# Quoted passage
Anyway, so much for wasted time and effort. I am now 18 days sober and attending AA meetings, as well as getting online support at other forums. I just had no idea that a forum like this existed for nurses. I'm so happy I found it... gosh I'm getting teary-eyed. My sobriety is so new, and life feels like such a roller coaster, I'm very fearful of who I should tell and who I shouldn't due to my profession.

I didn't face my alcoholism due to any extreme exterior consequence. No DUIs, no legal problems of any sort, no real physical dependence (I was lucky not to have to go through withdrawal, I know), and was never under the influence in a clinical setting. However there were a lot of "yets" on my horizon. I have seen others in my family progress in the disease and I didn't want to be one of them. Also in the last year I know my school performance slipped. It's a new year and I'm trying to make a fresh start but I'm afraid I've completely lost the confidence of my professors. There is one in particular I'm considering disclosing my recovery to, but the fear factor is strong. I'm repeating the serenity prayer a lot... which is funny because I'm an atheist! I'm trying to think of it as a meditation. No matter what you believe, everyone needs serenity, courage, and wisdom. Especially me right now.

# What this exercise asks
a – Reproduce the sobriety post from "Anyway, so much" to "to my profession.".
b – Using the sobriety post, decide whether each statement agrees with it: (i) The writer has been sober for 18 days. (ii) The writer once got a DUI. (iii) The writer believes in God. Answer yes or no for each, quoting the words that settle it.
c – Write what comes next in the sobriety post, picking up after its last sentence.
The entries have nothing to do with this.

Referring expression pointing data

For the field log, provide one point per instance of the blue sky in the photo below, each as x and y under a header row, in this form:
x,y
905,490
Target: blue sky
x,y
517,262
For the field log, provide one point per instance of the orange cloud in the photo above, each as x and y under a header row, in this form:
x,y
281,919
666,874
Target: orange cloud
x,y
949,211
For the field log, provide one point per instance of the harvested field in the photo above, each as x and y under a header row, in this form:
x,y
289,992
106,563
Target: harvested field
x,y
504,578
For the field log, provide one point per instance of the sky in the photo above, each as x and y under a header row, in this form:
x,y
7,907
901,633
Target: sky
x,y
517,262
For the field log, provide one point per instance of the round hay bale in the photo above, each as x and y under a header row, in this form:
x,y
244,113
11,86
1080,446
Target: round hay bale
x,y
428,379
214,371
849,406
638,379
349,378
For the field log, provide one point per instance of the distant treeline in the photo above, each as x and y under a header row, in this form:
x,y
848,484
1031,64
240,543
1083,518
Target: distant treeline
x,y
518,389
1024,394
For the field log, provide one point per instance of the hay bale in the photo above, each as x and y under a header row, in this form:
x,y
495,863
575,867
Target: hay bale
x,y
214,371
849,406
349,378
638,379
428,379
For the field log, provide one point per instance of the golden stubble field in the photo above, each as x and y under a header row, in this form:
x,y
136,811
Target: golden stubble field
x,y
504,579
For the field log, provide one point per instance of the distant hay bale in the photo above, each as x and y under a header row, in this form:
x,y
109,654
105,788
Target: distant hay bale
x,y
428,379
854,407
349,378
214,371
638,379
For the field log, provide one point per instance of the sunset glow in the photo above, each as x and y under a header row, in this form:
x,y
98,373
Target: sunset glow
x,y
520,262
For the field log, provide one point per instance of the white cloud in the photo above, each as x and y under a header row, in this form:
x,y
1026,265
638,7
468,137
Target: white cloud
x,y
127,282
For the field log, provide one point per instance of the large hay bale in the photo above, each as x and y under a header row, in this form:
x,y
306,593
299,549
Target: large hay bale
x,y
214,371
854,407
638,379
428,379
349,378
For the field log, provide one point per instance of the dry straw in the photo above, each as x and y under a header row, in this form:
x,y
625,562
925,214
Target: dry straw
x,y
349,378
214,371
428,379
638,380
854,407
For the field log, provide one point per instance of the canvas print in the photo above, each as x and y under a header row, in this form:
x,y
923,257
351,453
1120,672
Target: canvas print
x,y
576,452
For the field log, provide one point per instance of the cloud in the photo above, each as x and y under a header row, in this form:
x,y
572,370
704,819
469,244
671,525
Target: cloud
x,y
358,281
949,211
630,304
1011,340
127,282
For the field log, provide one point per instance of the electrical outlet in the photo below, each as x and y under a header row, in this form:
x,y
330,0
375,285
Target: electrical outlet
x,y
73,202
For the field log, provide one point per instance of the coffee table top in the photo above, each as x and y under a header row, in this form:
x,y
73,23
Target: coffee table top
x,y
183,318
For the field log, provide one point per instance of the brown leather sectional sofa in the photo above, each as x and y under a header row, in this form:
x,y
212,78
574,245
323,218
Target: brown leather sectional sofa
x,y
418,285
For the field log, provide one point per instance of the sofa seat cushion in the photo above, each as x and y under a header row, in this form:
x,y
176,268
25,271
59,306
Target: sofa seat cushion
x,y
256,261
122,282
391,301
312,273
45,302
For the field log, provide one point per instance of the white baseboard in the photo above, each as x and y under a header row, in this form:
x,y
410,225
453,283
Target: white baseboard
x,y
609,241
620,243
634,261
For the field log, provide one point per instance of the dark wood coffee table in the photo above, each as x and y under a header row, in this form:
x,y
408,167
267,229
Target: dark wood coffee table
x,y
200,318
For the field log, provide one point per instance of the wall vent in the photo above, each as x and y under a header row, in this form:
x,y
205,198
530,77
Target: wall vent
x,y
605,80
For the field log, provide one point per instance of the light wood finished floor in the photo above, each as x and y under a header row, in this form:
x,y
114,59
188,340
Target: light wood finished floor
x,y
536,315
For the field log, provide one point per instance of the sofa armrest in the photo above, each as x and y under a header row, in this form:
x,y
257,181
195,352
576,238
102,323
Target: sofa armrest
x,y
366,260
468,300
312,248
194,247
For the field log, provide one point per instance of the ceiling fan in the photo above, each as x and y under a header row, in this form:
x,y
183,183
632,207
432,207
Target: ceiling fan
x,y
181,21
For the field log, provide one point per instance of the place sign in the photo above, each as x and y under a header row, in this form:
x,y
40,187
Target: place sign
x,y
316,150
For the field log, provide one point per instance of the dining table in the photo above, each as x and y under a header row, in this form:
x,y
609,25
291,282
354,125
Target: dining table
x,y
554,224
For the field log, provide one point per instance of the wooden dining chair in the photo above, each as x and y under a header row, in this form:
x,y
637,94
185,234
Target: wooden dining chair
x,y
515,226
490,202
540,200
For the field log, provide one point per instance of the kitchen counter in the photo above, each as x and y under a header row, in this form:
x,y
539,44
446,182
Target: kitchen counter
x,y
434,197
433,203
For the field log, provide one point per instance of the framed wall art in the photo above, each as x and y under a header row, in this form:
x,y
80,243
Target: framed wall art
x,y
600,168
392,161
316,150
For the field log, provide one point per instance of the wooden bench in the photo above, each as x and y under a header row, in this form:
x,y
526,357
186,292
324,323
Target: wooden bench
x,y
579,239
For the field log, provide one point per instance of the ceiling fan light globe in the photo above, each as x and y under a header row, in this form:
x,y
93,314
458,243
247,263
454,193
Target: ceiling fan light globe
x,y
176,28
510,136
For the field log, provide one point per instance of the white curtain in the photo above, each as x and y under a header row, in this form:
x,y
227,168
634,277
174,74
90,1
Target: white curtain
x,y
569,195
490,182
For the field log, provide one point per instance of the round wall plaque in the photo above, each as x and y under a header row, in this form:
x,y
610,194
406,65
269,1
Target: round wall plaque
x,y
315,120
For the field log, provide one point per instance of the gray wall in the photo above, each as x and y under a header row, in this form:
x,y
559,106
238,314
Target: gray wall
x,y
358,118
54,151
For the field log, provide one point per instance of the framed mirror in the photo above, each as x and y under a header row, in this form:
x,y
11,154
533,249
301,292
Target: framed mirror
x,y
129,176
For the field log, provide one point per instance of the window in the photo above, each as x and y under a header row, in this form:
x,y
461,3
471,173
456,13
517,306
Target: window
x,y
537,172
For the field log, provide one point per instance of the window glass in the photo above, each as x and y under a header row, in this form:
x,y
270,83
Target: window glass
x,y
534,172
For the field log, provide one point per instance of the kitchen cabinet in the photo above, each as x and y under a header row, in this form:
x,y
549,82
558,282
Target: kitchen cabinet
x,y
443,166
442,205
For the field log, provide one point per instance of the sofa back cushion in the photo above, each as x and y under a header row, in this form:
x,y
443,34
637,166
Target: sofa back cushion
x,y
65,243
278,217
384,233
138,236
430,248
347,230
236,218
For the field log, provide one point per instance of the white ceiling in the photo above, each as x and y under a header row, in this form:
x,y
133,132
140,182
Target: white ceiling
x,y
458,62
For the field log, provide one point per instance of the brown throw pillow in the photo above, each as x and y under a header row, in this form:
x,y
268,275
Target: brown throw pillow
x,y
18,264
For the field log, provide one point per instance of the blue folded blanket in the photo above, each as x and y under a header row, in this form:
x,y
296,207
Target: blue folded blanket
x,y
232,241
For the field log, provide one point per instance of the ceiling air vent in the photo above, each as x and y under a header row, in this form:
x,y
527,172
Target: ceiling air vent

# Answers for the tasks
a –
Anyway, so much for wasted time and effort. I am now 18 days sober and attending AA meetings, as well as getting online support at other forums. I just had no idea that a forum like this existed for nurses. I'm so happy I found it... gosh I'm getting teary-eyed. My sobriety is so new, and life feels like such a roller coaster, I'm very fearful of who I should tell and who I shouldn't due to my profession.

b –
(i) Yes: "I am now 18 days sober"
(ii) No: "No DUIs"
(iii) No: "I'm an atheist!"

c –
This is a completely rambling post... I'm just giddy to have found you all. Have good sober days everybody :)

Specializes in ER, LTC, MDS, Hospice.

I just went to the general nrs thread and read the comments. Some were hurtful. But I just try to remember that what someone thinks of me is none of my business. I also try to remember that they do not understand addicts and alcoholics. How can you learn about it with a few classes in nursing school. I need to focus on myself, work my steps, and keep doing the next right thing....one day at a time.

bossynurse,

Its funny you brought that up. I went to that post and wala its jlsrn that posted that and she posted on nurses in recovery " going to try and quit beer and wine post." Am I missing something?

bossynurse- she posted on here, quitting beer and wine,hmmm

Specializes in Med Surg, Nursing Administration for SNF.
bossynurse- she posted on here, quitting beer and wine,hmmm

Me too. Completely confused, I am (but thats nothing new). My thoughts are, "there are no coincidences" and remember the "yets" . . . . . maybe that is true in this case. Although I am curious, it's none of my business.

Anyway, she did me a favor. :yeah: I found the place where I need to be, which is wiith my brothers and sisters in recovery practicing spiritual principles on a daily basis. My sponsor tells me all the time, we didnt get into recovery to "hide out" in the rooms. We are trying to integrate our way back into mainstream society. Guess I'm not there yet. Unfortunately, I still seek others' approval - yuck - I hate myself for that. When I am feeling more "social" I'll venture out again someday. Meantime, I am sooo happy to have found this forum and definitely all of you. Thanks for your kind words and thoughts. Here is a hug for you, my fellow soldiers. :loveya: I truly feel like I am home. As for the "earth people", God bless them, for they know not where they may end up some day.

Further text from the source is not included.